*DATI DI PARTENZA:*
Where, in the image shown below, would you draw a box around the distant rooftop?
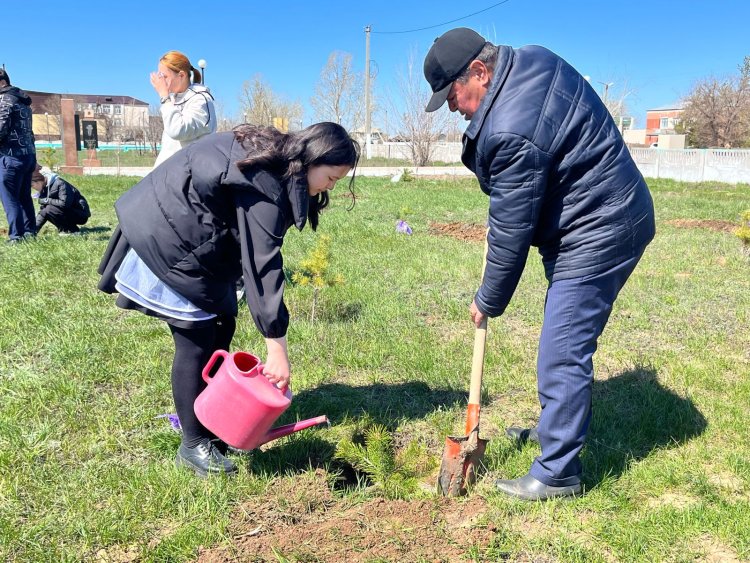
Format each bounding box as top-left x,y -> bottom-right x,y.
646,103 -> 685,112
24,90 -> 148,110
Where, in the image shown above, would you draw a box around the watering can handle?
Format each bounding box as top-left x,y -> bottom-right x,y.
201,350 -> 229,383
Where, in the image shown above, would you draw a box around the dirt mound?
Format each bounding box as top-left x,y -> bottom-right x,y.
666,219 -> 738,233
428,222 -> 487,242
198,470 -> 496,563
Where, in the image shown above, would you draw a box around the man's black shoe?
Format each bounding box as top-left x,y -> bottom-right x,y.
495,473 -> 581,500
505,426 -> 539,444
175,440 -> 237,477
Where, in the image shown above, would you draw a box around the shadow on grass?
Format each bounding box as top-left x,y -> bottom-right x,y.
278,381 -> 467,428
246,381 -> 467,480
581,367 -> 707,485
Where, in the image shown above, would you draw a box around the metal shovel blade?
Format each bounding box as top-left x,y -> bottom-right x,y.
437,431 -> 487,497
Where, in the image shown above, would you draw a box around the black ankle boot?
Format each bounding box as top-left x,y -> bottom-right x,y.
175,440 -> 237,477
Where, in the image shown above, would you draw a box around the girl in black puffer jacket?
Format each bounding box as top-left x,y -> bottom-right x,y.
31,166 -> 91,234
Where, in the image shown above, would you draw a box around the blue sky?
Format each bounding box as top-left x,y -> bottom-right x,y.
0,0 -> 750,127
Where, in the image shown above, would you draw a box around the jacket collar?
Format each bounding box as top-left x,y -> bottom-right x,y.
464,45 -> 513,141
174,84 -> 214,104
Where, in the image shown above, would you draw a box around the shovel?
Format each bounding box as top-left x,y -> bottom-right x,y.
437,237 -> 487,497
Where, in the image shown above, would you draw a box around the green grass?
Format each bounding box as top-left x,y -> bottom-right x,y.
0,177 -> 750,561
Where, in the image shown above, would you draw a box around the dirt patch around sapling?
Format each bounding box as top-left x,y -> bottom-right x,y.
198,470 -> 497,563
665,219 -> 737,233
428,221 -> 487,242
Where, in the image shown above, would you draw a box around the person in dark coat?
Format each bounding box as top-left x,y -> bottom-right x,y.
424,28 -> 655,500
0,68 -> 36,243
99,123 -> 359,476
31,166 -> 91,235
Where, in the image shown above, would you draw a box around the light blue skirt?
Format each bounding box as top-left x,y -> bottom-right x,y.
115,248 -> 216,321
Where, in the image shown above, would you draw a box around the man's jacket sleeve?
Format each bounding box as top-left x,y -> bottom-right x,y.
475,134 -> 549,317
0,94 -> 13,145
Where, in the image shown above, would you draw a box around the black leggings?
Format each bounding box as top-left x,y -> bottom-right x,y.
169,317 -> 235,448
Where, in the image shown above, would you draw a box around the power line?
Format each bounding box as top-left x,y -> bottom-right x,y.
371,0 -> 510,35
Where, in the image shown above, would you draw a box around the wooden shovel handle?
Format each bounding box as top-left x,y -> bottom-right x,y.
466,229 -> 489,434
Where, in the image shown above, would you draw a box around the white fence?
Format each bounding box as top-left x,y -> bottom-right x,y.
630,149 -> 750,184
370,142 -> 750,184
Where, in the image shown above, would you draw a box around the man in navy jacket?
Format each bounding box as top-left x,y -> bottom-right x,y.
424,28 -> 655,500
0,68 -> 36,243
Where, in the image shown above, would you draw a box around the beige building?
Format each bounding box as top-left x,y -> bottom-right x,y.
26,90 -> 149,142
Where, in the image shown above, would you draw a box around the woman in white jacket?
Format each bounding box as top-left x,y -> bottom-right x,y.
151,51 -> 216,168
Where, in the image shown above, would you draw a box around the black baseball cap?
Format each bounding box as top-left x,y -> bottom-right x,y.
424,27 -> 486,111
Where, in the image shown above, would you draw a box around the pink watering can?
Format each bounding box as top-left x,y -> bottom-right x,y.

*REQUISITI DEL COMPITO:*
Riscrivi le righe che vanno da quella con "man's jacket sleeve?" fino a quella con "26,90 -> 149,142" compresa, richieste incluse. Sposta ogni coordinata dei riquadri nelle risposte aggiungendo 128 a ciascun numero.

*RISULTATO FINALE:*
Where, in the image shown above, would you draw a box around the man's jacket sleeve?
Format each bounding box as top-left x,y -> bottom-right x,y.
603,262 -> 677,445
128,222 -> 141,273
Where, in the image shown above, would you draw a box around the black leggings?
Format each bounding box as top-left x,y -> bottom-right x,y.
297,445 -> 363,576
Where, in the image shown above, would you draw a box around the power line?
Format each bounding box as top-left x,y -> bottom-right x,y.
499,128 -> 638,163
Where, in the image shown above, would you draw a box around the wooden shovel handle?
Format each bounding box as top-left x,y -> bottom-right x,y.
594,357 -> 617,562
Where, in the image shown above, would you draw a box around the white fence?
Format each bounding box as top-left x,y -> bottom-right x,y.
758,277 -> 878,312
498,270 -> 878,312
Where, in the image shown above, would you draw a box around the man in navy jacket?
Format each bounding box as top-left x,y -> bottom-right x,y.
552,156 -> 783,628
128,196 -> 164,371
Where, in the image shown above, would you draw a box around the beige building?
Format each bounding box as top-left x,y -> bottom-right x,y.
154,218 -> 277,270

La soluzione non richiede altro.